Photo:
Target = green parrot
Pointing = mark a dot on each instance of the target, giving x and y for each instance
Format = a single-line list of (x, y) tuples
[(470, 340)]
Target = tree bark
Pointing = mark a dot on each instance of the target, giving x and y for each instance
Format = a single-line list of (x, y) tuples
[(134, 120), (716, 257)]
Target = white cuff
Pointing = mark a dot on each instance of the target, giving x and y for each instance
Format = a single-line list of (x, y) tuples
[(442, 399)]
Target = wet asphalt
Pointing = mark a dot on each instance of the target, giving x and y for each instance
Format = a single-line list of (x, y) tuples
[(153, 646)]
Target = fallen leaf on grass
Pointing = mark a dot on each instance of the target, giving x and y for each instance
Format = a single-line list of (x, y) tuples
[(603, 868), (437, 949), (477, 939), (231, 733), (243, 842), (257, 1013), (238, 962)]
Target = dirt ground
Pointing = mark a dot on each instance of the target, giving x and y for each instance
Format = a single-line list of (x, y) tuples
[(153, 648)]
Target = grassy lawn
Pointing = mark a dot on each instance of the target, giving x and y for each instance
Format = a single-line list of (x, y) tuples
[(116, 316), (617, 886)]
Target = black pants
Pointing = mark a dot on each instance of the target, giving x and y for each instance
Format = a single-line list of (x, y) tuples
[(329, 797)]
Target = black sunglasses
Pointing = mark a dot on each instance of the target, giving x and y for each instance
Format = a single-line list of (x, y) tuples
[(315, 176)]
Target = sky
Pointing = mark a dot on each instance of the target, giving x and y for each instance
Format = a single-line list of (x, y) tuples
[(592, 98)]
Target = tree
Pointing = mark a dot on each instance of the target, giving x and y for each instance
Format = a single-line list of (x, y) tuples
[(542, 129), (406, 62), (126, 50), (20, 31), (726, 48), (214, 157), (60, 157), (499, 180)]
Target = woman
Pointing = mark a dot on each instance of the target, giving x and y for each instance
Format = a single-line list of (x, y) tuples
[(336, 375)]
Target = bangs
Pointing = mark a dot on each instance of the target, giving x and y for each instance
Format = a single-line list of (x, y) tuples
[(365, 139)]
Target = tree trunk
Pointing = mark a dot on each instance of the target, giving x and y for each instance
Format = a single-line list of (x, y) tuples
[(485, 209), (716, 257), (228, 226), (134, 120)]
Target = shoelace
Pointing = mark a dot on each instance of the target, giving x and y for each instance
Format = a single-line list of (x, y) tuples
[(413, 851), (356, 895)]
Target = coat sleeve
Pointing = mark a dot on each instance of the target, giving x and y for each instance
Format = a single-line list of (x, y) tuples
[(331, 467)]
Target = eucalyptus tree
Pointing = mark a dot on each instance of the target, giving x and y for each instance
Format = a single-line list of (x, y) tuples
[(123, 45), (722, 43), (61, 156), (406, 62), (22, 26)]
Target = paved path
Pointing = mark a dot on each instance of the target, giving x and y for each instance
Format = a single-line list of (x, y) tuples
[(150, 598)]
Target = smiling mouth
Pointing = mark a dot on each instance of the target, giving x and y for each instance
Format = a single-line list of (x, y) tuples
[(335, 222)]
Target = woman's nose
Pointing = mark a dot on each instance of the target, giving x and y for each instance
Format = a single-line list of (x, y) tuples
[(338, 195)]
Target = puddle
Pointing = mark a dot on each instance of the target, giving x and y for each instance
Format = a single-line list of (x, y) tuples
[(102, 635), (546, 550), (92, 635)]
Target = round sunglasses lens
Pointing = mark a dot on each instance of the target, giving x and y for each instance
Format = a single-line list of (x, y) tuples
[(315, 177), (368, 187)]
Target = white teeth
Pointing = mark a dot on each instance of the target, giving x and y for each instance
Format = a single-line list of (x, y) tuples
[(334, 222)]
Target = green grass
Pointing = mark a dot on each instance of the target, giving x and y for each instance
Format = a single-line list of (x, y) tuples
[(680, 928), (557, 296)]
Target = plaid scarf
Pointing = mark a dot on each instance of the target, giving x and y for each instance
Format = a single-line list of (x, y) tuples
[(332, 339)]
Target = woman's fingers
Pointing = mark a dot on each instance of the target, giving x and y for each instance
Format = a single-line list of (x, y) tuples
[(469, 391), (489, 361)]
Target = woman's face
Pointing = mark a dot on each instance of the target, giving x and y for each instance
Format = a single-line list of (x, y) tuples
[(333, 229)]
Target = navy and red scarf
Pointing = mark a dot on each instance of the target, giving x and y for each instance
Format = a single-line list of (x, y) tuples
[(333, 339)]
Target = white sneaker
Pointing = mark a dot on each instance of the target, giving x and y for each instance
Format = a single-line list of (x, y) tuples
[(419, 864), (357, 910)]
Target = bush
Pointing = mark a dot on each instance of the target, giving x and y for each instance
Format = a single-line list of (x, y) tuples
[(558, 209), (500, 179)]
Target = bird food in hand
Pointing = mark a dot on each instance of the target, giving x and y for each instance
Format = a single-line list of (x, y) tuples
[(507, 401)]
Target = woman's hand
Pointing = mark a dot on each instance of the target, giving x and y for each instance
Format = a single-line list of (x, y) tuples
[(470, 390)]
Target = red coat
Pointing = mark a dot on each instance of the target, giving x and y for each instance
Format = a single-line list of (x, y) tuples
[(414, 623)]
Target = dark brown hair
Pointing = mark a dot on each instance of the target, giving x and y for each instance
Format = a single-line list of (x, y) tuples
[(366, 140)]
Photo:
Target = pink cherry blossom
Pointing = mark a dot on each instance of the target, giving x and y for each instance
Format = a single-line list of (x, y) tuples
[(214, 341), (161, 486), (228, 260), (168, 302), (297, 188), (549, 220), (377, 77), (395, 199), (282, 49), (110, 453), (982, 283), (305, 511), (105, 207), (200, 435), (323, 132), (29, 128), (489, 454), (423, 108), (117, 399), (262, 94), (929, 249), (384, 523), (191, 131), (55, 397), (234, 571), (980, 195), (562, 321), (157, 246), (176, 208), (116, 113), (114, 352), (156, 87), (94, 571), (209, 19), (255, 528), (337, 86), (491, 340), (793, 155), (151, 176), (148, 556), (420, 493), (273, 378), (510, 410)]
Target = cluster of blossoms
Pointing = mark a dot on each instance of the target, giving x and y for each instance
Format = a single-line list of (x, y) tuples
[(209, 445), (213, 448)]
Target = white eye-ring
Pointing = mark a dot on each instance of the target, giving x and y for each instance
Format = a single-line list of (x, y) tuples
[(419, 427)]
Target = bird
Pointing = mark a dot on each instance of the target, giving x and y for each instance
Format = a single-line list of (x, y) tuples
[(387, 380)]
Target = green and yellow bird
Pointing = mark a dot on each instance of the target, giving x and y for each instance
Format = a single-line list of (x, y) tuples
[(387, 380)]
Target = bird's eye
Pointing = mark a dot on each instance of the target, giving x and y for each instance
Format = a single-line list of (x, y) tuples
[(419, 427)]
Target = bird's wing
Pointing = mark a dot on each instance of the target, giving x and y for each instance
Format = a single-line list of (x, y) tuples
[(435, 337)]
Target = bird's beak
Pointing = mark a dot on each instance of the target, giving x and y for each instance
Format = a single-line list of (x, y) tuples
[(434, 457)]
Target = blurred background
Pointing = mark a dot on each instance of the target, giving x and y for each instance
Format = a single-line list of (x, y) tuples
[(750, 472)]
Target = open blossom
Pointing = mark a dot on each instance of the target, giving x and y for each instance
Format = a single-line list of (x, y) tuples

******************************

## Lo que se pide
¿Puedes reproducir sin ningún cambio las líneas que van desde la que contiene "Target = round sunglasses lens" hasta la que contiene "[(334, 222)]", ambas incluidas, y nada más?

## Resultado del ejercicio
Target = round sunglasses lens
Pointing = mark a dot on each instance of the target, giving x and y for each instance
Format = a single-line list of (x, y) tuples
[(315, 177), (368, 187)]
Target = white teeth
Pointing = mark a dot on each instance of the target, giving x and y for each instance
Format = a single-line list of (x, y) tuples
[(334, 222)]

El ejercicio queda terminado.